** Opening The input block **

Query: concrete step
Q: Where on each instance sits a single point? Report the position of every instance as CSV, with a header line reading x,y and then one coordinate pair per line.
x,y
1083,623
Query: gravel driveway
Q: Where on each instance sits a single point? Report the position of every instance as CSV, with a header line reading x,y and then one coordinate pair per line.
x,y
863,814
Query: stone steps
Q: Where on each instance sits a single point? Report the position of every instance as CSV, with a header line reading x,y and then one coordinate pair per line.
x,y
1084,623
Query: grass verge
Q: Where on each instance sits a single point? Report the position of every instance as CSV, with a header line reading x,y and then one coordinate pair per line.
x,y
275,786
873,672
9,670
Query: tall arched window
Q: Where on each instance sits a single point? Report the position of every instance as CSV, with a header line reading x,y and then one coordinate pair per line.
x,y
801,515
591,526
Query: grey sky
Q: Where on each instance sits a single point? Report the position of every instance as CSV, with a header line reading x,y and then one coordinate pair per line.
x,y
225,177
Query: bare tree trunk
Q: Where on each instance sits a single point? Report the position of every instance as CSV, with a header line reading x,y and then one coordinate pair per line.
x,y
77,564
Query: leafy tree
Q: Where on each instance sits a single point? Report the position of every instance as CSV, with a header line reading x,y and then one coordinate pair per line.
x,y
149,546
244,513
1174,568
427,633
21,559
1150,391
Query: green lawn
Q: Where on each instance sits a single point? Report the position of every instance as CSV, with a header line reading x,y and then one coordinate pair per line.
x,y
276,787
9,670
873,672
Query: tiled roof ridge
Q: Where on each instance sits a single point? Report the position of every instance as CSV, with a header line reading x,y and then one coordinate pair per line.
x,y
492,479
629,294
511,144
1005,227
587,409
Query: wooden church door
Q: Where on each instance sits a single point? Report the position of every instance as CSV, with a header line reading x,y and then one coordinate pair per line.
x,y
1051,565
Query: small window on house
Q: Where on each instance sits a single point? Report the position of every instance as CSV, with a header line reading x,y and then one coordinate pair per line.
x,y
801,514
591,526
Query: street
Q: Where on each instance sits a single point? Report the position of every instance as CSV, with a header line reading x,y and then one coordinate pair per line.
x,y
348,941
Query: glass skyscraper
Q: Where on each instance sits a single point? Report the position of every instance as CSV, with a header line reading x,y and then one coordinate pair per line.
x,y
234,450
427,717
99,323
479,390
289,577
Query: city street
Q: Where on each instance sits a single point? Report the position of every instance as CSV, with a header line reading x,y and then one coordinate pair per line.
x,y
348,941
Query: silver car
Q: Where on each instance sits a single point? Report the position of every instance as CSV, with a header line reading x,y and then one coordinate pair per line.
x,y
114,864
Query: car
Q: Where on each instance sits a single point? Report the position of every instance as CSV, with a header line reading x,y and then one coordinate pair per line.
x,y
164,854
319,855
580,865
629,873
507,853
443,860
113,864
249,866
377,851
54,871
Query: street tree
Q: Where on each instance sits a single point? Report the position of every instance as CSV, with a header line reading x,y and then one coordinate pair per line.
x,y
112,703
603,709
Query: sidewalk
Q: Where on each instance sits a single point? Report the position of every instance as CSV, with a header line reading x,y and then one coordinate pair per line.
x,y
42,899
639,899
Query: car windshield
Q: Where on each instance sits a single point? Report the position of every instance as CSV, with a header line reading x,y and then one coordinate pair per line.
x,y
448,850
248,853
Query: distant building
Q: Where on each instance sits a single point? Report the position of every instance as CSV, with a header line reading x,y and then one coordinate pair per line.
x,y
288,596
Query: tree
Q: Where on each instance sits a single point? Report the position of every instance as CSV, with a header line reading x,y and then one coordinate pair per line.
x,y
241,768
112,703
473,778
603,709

** Closing The input block **

Copy every entry exactly, leaving nothing out.

_Finished task_.
Query: concrete step
Q: Where on each instance sits a single point? Report the position of every instance as CSV, with a header line reading x,y and then one coordinate pair per line.
x,y
1083,623
Query: gravel driveway
Q: Where on each instance sits a single point? Report the position of every instance as CSV, with a header line reading x,y and then one coordinate pair per line.
x,y
863,814
Query: stone steps
Q: Where on each instance sits a single point? Report the position of every instance as CSV, with a header line reading x,y and then one coordinate pair per line.
x,y
1084,623
Query: grass verge
Q: Where on each instance sits a single point? Report the position of every instance as CSV, with a header line reading x,y and then one coordinate pair per line.
x,y
275,786
873,672
9,670
Query: tall arched window
Q: Where on each instance sits a single point? Report the position of every instance as CSV, with a header line reading x,y and then one coordinate pair per line.
x,y
801,515
591,526
Query: grey sky
Q: Where on each instance sits a single point? Report the position of every instance as CSV, with a header line reading x,y and then one coordinate pair per line.
x,y
225,177
Query: bare tree trunk
Q: Where on each instance sits a single point? Report the position of every instance as CSV, with a header line reading x,y and then one coordinate pair per line.
x,y
77,564
Query: leafy tree
Q: Where on each instance sits a single point? Report the position of every instance as CSV, with a header line reading x,y and then one coordinate pair per line.
x,y
149,546
244,513
1174,568
427,633
21,559
1150,391
Query: green lawn
Q: Where on each instance sits a single point? Report the position of every instance as CSV, with a header line reading x,y and then one coordinate pair per line.
x,y
276,787
9,670
873,672
Query: tiled roof ridge
Q: Where on each instance sits a single point? Report the position of every instance as CSV, with a header line reading x,y and then one coordinate pair per line.
x,y
492,479
629,294
511,144
1005,227
587,409
Query: wooden church door
Q: Where on each instance sits a single point? Report the position of every instance as CSV, with a header line reading x,y and then one coordinate pair per line.
x,y
1051,565
Query: small window on house
Q: Where on each instance sits a single point? Report the position of every instance as CSV, with a header line reading x,y and then one coordinate pair per line.
x,y
801,514
591,526
Query: street
Q: Where on each instance sits a single point? Report the position of every instance as CSV, with a header line reading x,y and then one coordinate pair per line.
x,y
348,941
Query: glass skyscraper
Q: Where on each instance sits a single point? Report the position of every instance as CSV, with a header line reading x,y and then one coordinate pair per line.
x,y
234,450
427,717
99,323
479,390
289,577
Query: city street
Q: Where on each instance sits a single point? Report the position of every instance as CSV, with a header line reading x,y and then one coordinate pair per line.
x,y
348,941
Query: silver car
Q: Where on each instance sits a single point? Report the position of every instance as CSV, with a header line reading x,y and then one coordinate pair per line.
x,y
114,864
Query: car
Q: Where on each instance sits a single point? Report the position of every instance as CSV, with a header line reading x,y and then one coordinate pair per line.
x,y
164,854
319,855
580,865
629,873
507,853
443,860
113,864
249,866
377,851
54,871
Query: street tree
Q: Where on each instance sits a single point? Report the position of every instance as CSV, with a header line reading x,y and then one coordinate pair per line.
x,y
112,703
603,709
Query: sidewalk
Q: Where on each instance sits a single point? Report the position of every instance as CSV, with a header line reading x,y and then one coordinate pair per line.
x,y
42,899
639,899
Query: car windshield
Q: Where on each instance sits a single point? Report the position of every instance as CSV, with a header line reading x,y and then one coordinate pair per line.
x,y
448,850
248,853
Query: distant building
Q: Where on each instance sits a single point? Report the position of every instance as CSV, with a header line reading x,y and then one coordinate pair per line.
x,y
288,596
Query: tree
Q: Where on each instance sits a single point? Report the position of every instance as CSV, with a header line reading x,y and then one coordinate pair per line.
x,y
241,768
112,703
473,778
603,709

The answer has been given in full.